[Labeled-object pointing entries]
◆ ◆ ◆ ◆ ◆
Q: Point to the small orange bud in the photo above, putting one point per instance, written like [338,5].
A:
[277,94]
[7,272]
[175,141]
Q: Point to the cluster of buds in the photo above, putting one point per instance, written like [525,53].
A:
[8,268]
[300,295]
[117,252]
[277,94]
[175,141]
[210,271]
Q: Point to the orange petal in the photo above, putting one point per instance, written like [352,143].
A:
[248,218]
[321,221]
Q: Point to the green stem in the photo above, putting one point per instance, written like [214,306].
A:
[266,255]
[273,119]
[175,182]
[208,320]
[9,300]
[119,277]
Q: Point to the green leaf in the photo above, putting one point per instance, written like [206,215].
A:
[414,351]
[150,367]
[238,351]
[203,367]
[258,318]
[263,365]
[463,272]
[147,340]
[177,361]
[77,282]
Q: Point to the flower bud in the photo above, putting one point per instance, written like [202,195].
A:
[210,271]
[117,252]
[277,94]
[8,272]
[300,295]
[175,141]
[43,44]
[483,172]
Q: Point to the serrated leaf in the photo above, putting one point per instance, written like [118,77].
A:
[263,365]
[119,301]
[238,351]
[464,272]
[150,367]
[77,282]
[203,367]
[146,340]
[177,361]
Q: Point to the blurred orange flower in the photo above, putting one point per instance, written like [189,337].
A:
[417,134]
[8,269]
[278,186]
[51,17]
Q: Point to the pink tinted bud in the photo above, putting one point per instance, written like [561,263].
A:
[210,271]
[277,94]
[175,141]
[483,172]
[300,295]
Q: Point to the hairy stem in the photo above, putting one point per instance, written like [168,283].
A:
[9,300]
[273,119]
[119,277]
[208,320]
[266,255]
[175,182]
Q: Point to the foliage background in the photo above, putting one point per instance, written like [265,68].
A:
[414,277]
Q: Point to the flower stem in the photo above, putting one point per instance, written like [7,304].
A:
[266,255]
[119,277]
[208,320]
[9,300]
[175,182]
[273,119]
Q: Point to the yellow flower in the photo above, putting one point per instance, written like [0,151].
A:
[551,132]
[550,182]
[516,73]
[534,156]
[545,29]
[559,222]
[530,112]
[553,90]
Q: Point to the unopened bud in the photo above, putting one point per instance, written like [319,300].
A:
◆ ◆ ◆ ◆ ◆
Stated exercise - Rewrite every line of the listing above as a numbered list, omitting any blank lines.

Result below -
1. Q: Point to the small orange bud in the photo above, putting one point per instance, written like [338,5].
2. A:
3. [277,94]
4. [7,272]
5. [175,141]
6. Q: Point to the cluster of buds in the photo above, putting one point per instance, written like [525,53].
7. A:
8. [8,268]
9. [300,295]
10. [117,252]
11. [277,94]
12. [175,141]
13. [210,271]
14. Q: Point to the orange petal in the photo above, putting one point per instance, written like [352,143].
15. A:
16. [248,218]
17. [321,221]
18. Q: Point to the green stem in the photo above, putting one point per instance, written like [214,306].
19. A:
20. [266,255]
21. [273,119]
22. [175,182]
23. [208,320]
24. [9,300]
25. [119,277]
26. Q: Point to the green leaf in the photo above, putting one point per instance, written like [206,215].
27. A:
28. [414,351]
29. [150,367]
30. [238,351]
31. [203,367]
32. [258,318]
33. [263,365]
34. [463,272]
35. [147,340]
36. [177,361]
37. [77,282]
38. Q: Point to the flower bud in the photo above, putting one point per instance, written like [202,195].
39. A:
40. [210,271]
41. [117,252]
42. [277,94]
43. [8,272]
44. [300,295]
45. [175,141]
46. [43,44]
47. [483,172]
48. Q: Point to the serrated leaf in the photo above, putting one point per instance, written like [118,77].
49. A:
50. [263,365]
51. [119,301]
52. [238,351]
53. [464,272]
54. [150,367]
55. [77,282]
56. [203,367]
57. [146,340]
58. [177,361]
59. Q: Point to the blurred orange flower in the photo above, putting one point per instance, written like [189,337].
60. A:
61. [417,134]
62. [8,269]
63. [278,186]
64. [51,17]
65. Q: Point to the pink tinted bud in the photo above, putting one point per instance, written like [561,263].
66. A:
67. [210,271]
68. [277,94]
69. [175,141]
70. [483,172]
71. [300,295]
72. Q: Point to the hairy stem in the photo above, putting one point per instance, written like [168,283].
73. A:
74. [9,300]
75. [273,119]
76. [119,277]
77. [208,320]
78. [266,255]
79. [175,182]
80. Q: Point to the foliage background in the photo above, putting one point per instance, written like [265,68].
81. A:
82. [414,277]
83. Q: Point to the flower stem in the photo above, putting one point per instance, written like [7,304].
84. A:
85. [266,255]
86. [119,277]
87. [208,320]
88. [9,300]
89. [175,182]
90. [273,119]
91. Q: Point to the yellow flower in the photo above, putting one point per instance, written like [0,151].
92. A:
93. [551,132]
94. [550,182]
95. [516,73]
96. [534,156]
97. [545,29]
98. [559,222]
99. [530,112]
100. [553,90]
101. Q: Point to the unopened bud in the photo above, putting one point per instance, written like [319,300].
102. A:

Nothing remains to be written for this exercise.